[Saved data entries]
____
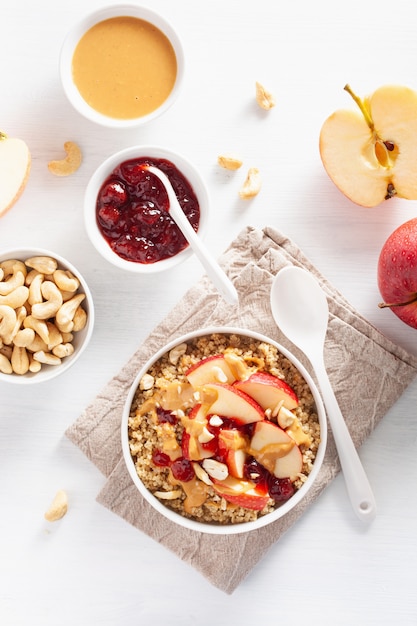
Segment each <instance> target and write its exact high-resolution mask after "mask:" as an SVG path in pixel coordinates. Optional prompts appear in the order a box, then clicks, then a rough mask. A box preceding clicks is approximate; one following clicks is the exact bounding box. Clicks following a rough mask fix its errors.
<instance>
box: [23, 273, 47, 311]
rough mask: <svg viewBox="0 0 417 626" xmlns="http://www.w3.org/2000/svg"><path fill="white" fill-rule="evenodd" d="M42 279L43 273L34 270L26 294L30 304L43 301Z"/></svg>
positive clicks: (31, 304) (42, 281) (31, 305)
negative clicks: (28, 291)
mask: <svg viewBox="0 0 417 626" xmlns="http://www.w3.org/2000/svg"><path fill="white" fill-rule="evenodd" d="M35 271H36V270H35ZM43 279H44V275H43V274H39V272H36V275H35V276H34V277H33V279H32V280H31V282H30V285H29V296H28V302H29V304H30V306H33V305H34V304H39V303H40V302H43V296H42V291H41V286H42V283H43ZM26 284H27V283H26Z"/></svg>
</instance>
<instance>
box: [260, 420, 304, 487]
mask: <svg viewBox="0 0 417 626" xmlns="http://www.w3.org/2000/svg"><path fill="white" fill-rule="evenodd" d="M249 453H250V454H252V455H253V456H254V457H255V459H256V460H257V461H258V463H260V464H261V465H263V466H264V467H265V468H266V469H267V470H268V471H269V472H270V473H271V474H274V476H276V477H277V478H289V479H290V480H291V481H294V480H295V479H296V478H297V475H298V474H299V473H300V472H301V470H302V467H303V457H302V454H301V451H300V448H299V447H298V446H297V444H296V443H295V441H294V440H293V439H292V438H291V437H290V436H289V435H287V433H286V432H285V431H283V430H282V428H280V427H279V426H277V425H276V424H274V423H273V422H269V421H263V422H258V423H257V424H255V428H254V431H253V435H252V439H251V442H250V449H249Z"/></svg>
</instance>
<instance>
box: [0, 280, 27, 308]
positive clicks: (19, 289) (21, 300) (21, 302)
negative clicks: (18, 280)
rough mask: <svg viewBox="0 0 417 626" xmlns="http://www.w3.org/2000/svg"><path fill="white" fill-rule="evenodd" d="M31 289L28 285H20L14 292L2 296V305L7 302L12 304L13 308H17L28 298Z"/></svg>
mask: <svg viewBox="0 0 417 626" xmlns="http://www.w3.org/2000/svg"><path fill="white" fill-rule="evenodd" d="M28 295H29V289H28V288H27V287H26V285H20V287H17V288H16V289H14V290H13V291H12V292H10V293H8V294H7V295H5V296H0V305H1V304H6V305H8V306H11V307H12V309H17V308H18V307H19V306H23V305H24V304H25V302H26V300H27V299H28Z"/></svg>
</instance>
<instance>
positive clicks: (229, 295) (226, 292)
mask: <svg viewBox="0 0 417 626" xmlns="http://www.w3.org/2000/svg"><path fill="white" fill-rule="evenodd" d="M143 169H146V170H148V172H151V173H152V174H154V175H155V176H157V177H158V178H159V180H160V181H161V182H162V183H163V184H164V186H165V189H166V190H167V194H168V200H169V214H170V216H171V217H172V219H173V220H174V222H175V223H176V224H177V226H178V228H179V229H180V230H181V232H182V234H183V235H184V237H185V238H186V240H187V241H188V243H189V244H190V246H191V248H192V249H193V251H194V253H195V255H196V257H197V258H198V259H199V260H200V262H201V264H202V265H203V267H204V269H205V270H206V272H207V275H208V276H209V278H210V279H211V280H212V282H213V284H214V285H215V286H216V287H217V289H218V290H219V292H220V293H221V294H222V296H223V297H224V298H225V300H227V302H229V303H230V304H237V303H238V302H239V296H238V293H237V291H236V288H235V286H234V284H233V283H232V281H231V280H230V278H228V276H227V275H226V274H225V272H224V271H223V270H222V268H221V267H220V265H219V264H218V263H217V261H216V260H215V259H214V258H213V257H212V255H211V254H210V252H209V251H208V250H207V248H206V247H205V245H204V244H203V242H202V241H201V239H200V237H199V236H198V235H197V233H196V232H195V230H194V228H193V227H192V226H191V224H190V222H189V221H188V219H187V217H186V215H185V214H184V211H183V210H182V208H181V206H180V203H179V202H178V198H177V196H176V194H175V191H174V189H173V187H172V185H171V181H170V180H169V178H168V176H166V174H164V172H162V171H161V170H160V169H159V168H157V167H154V166H153V165H144V166H143Z"/></svg>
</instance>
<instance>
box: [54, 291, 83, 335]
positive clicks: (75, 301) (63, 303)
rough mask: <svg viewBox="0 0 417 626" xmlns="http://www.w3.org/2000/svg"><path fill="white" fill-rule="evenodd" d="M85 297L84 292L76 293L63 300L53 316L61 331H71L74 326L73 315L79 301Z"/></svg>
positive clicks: (67, 331) (79, 304)
mask: <svg viewBox="0 0 417 626" xmlns="http://www.w3.org/2000/svg"><path fill="white" fill-rule="evenodd" d="M84 299H85V293H78V294H77V295H75V296H74V297H73V298H71V299H70V300H67V302H64V303H63V304H62V306H61V307H60V308H59V310H58V311H57V314H56V316H55V322H56V325H57V326H58V328H59V329H60V330H62V331H63V332H71V331H72V330H73V328H74V322H73V319H74V315H75V311H76V310H77V308H78V307H79V306H80V304H81V302H82V301H83V300H84Z"/></svg>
____
WHAT THE EXERCISE ASKS - Please return the lines above that run from the line containing "positive clicks: (75, 301) (63, 303)" to the line containing "297L84 292L76 293L63", inclusive, exactly and with no other lines.

SOLUTION FOR THIS EXERCISE -
positive clicks: (75, 301) (63, 303)
rough mask: <svg viewBox="0 0 417 626" xmlns="http://www.w3.org/2000/svg"><path fill="white" fill-rule="evenodd" d="M85 297L84 292L76 293L63 300L53 316L61 331H71L74 326L73 315L79 301Z"/></svg>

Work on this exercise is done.